■ Source data
+++

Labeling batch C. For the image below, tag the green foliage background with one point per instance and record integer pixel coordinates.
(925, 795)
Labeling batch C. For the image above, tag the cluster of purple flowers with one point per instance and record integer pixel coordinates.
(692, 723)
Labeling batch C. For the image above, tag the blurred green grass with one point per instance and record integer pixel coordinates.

+++

■ The task
The entries must all be transcribed exactly.

■ Task answer
Labeling batch C. For the image below, tag the green foliage background with one point per instance and record integer pixel coordinates.
(925, 795)
Labeling batch C. For the image above, tag the cluster of purple flowers with one point per instance and record integer pixel coordinates.
(692, 723)
Labeling batch C. For the image above, tag the blurred green grass with one point per instance and record integer pixel coordinates.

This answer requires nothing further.